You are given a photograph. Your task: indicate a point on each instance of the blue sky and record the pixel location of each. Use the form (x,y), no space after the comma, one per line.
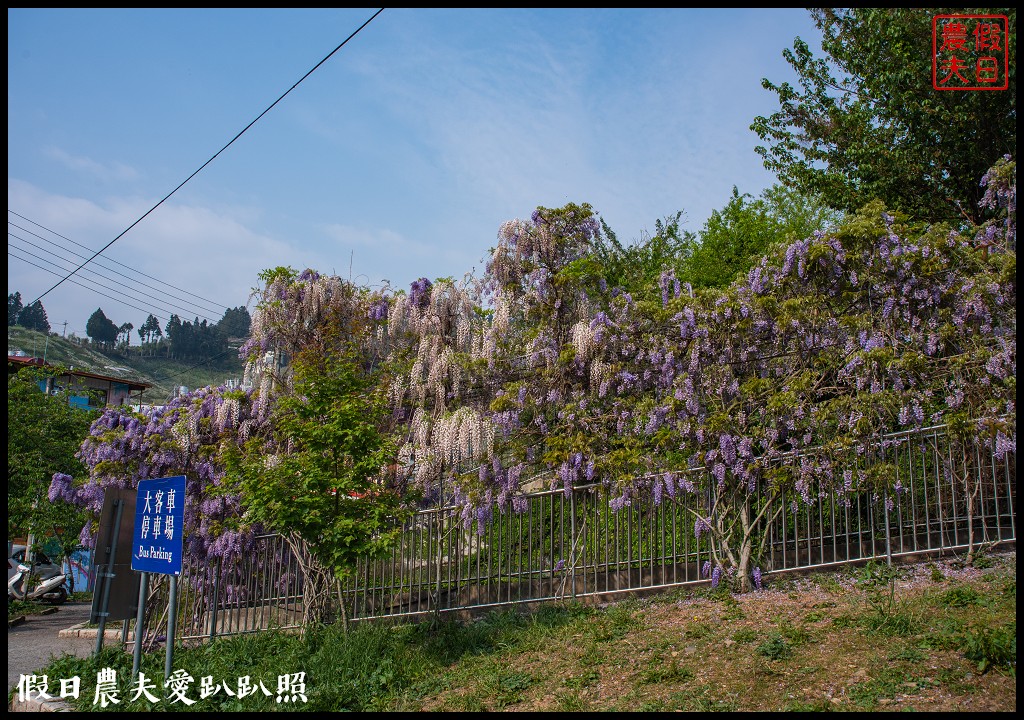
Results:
(398,158)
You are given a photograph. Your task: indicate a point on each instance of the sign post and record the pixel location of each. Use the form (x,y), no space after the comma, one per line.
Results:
(157,547)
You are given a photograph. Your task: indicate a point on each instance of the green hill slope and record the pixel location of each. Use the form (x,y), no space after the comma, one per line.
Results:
(163,374)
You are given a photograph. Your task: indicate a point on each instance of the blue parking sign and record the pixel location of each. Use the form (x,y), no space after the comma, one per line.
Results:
(160,515)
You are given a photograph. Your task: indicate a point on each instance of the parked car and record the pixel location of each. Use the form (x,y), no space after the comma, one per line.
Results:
(43,566)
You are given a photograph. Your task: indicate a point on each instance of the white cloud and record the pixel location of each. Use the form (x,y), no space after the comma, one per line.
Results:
(104,172)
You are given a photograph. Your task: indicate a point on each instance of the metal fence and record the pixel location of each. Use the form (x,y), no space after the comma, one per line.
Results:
(948,497)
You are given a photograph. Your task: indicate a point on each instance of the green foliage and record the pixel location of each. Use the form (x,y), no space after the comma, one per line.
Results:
(235,324)
(775,647)
(961,596)
(992,647)
(100,328)
(733,239)
(316,475)
(636,267)
(865,122)
(44,433)
(14,306)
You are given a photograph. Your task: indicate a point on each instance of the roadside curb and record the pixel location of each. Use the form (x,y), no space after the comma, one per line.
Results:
(81,631)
----
■ Instructions for the task
In the material above, please find every line that includes the word "sign" and copy it.

■ The completed task
You are given a photograph. Your task: indicate a point on each instance of the sign post and record the pixel location of each. Use the form (x,y), no space after the comma, one per line.
You are given a photograph. Your task: indicate a point on each instance of the blue parking sign and record the pixel location of each. Use the form (x,y), no space after the comma, one per line.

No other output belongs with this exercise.